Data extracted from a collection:

━━━━━━━━━━━━━━━━━━━━━━━━━━━━━━

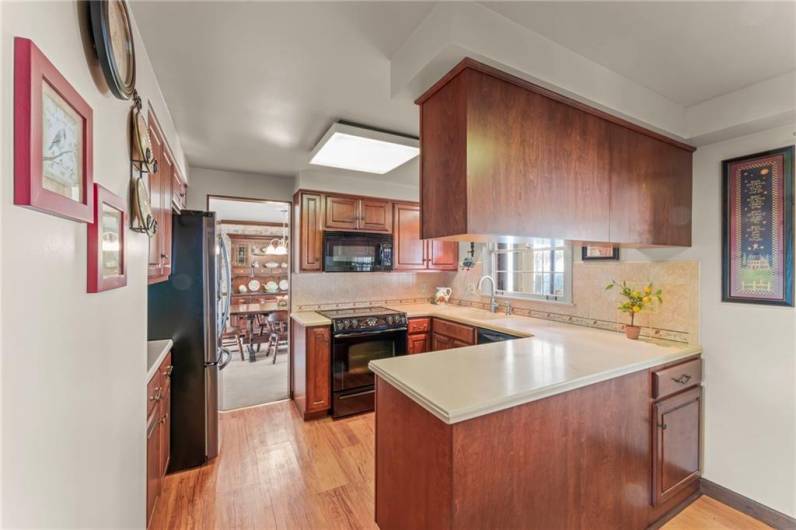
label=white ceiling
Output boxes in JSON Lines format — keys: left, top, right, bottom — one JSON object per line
{"left": 208, "top": 197, "right": 290, "bottom": 223}
{"left": 131, "top": 1, "right": 433, "bottom": 177}
{"left": 482, "top": 1, "right": 796, "bottom": 106}
{"left": 132, "top": 1, "right": 795, "bottom": 179}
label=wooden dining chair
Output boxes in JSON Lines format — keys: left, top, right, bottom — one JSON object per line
{"left": 266, "top": 311, "right": 289, "bottom": 364}
{"left": 222, "top": 317, "right": 246, "bottom": 361}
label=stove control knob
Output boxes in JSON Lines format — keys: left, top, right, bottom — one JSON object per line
{"left": 386, "top": 316, "right": 393, "bottom": 324}
{"left": 367, "top": 318, "right": 377, "bottom": 327}
{"left": 351, "top": 319, "right": 358, "bottom": 328}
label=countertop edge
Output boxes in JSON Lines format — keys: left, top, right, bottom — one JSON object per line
{"left": 147, "top": 339, "right": 173, "bottom": 382}
{"left": 371, "top": 345, "right": 702, "bottom": 425}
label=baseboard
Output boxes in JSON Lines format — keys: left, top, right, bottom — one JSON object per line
{"left": 647, "top": 490, "right": 702, "bottom": 530}
{"left": 701, "top": 478, "right": 796, "bottom": 529}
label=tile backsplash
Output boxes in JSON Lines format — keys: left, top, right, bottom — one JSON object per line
{"left": 451, "top": 258, "right": 699, "bottom": 344}
{"left": 292, "top": 272, "right": 456, "bottom": 310}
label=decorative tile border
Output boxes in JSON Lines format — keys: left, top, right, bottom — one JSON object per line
{"left": 452, "top": 299, "right": 690, "bottom": 343}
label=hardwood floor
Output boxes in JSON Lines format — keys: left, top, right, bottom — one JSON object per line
{"left": 151, "top": 400, "right": 768, "bottom": 530}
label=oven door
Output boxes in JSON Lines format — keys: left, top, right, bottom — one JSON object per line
{"left": 332, "top": 328, "right": 407, "bottom": 394}
{"left": 323, "top": 231, "right": 393, "bottom": 272}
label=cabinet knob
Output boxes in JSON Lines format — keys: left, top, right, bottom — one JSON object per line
{"left": 657, "top": 423, "right": 667, "bottom": 430}
{"left": 161, "top": 253, "right": 169, "bottom": 261}
{"left": 671, "top": 374, "right": 692, "bottom": 385}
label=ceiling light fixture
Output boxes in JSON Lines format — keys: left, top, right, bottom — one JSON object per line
{"left": 309, "top": 122, "right": 419, "bottom": 174}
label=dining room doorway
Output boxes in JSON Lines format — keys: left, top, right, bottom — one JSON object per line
{"left": 209, "top": 195, "right": 291, "bottom": 410}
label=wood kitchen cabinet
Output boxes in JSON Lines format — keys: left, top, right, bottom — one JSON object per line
{"left": 146, "top": 352, "right": 173, "bottom": 528}
{"left": 147, "top": 110, "right": 185, "bottom": 284}
{"left": 407, "top": 317, "right": 431, "bottom": 354}
{"left": 651, "top": 358, "right": 702, "bottom": 507}
{"left": 295, "top": 191, "right": 324, "bottom": 272}
{"left": 291, "top": 320, "right": 331, "bottom": 419}
{"left": 325, "top": 195, "right": 392, "bottom": 232}
{"left": 431, "top": 318, "right": 475, "bottom": 351}
{"left": 416, "top": 58, "right": 694, "bottom": 247}
{"left": 393, "top": 203, "right": 459, "bottom": 271}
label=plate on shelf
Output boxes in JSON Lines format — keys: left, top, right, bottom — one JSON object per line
{"left": 247, "top": 279, "right": 261, "bottom": 291}
{"left": 238, "top": 285, "right": 248, "bottom": 293}
{"left": 265, "top": 281, "right": 279, "bottom": 293}
{"left": 265, "top": 261, "right": 279, "bottom": 269}
{"left": 280, "top": 262, "right": 288, "bottom": 268}
{"left": 279, "top": 280, "right": 289, "bottom": 291}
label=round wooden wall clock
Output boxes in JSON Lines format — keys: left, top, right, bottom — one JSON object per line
{"left": 89, "top": 0, "right": 136, "bottom": 100}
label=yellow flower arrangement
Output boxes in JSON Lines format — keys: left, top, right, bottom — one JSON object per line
{"left": 605, "top": 280, "right": 663, "bottom": 328}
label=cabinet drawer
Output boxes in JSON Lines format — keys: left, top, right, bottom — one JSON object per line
{"left": 433, "top": 318, "right": 475, "bottom": 345}
{"left": 408, "top": 318, "right": 431, "bottom": 334}
{"left": 653, "top": 358, "right": 701, "bottom": 399}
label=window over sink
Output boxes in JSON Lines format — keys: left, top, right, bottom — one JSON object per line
{"left": 485, "top": 239, "right": 572, "bottom": 303}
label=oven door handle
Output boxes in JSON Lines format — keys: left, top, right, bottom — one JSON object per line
{"left": 334, "top": 327, "right": 407, "bottom": 338}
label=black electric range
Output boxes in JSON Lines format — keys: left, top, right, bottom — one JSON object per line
{"left": 317, "top": 307, "right": 408, "bottom": 417}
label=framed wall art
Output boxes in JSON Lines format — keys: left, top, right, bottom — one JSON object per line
{"left": 14, "top": 37, "right": 94, "bottom": 222}
{"left": 582, "top": 244, "right": 619, "bottom": 261}
{"left": 88, "top": 184, "right": 127, "bottom": 292}
{"left": 722, "top": 145, "right": 794, "bottom": 307}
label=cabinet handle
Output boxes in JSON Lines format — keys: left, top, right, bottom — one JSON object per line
{"left": 657, "top": 423, "right": 667, "bottom": 430}
{"left": 671, "top": 374, "right": 692, "bottom": 385}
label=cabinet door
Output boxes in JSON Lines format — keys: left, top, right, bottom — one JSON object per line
{"left": 427, "top": 240, "right": 459, "bottom": 271}
{"left": 146, "top": 410, "right": 160, "bottom": 527}
{"left": 160, "top": 151, "right": 174, "bottom": 278}
{"left": 147, "top": 119, "right": 164, "bottom": 281}
{"left": 653, "top": 387, "right": 701, "bottom": 505}
{"left": 394, "top": 204, "right": 426, "bottom": 270}
{"left": 359, "top": 199, "right": 392, "bottom": 232}
{"left": 159, "top": 382, "right": 171, "bottom": 477}
{"left": 300, "top": 193, "right": 324, "bottom": 271}
{"left": 431, "top": 332, "right": 453, "bottom": 351}
{"left": 325, "top": 196, "right": 359, "bottom": 230}
{"left": 306, "top": 327, "right": 331, "bottom": 412}
{"left": 609, "top": 124, "right": 692, "bottom": 246}
{"left": 408, "top": 333, "right": 430, "bottom": 354}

━━━━━━━━━━━━━━━━━━━━━━━━━━━━━━

WHAT IS BEING ASKED -> For each line of the entries that holds the word "dining", pull that line out.

ANSWER SECTION ->
label=wooden dining chair
label=dining room doorway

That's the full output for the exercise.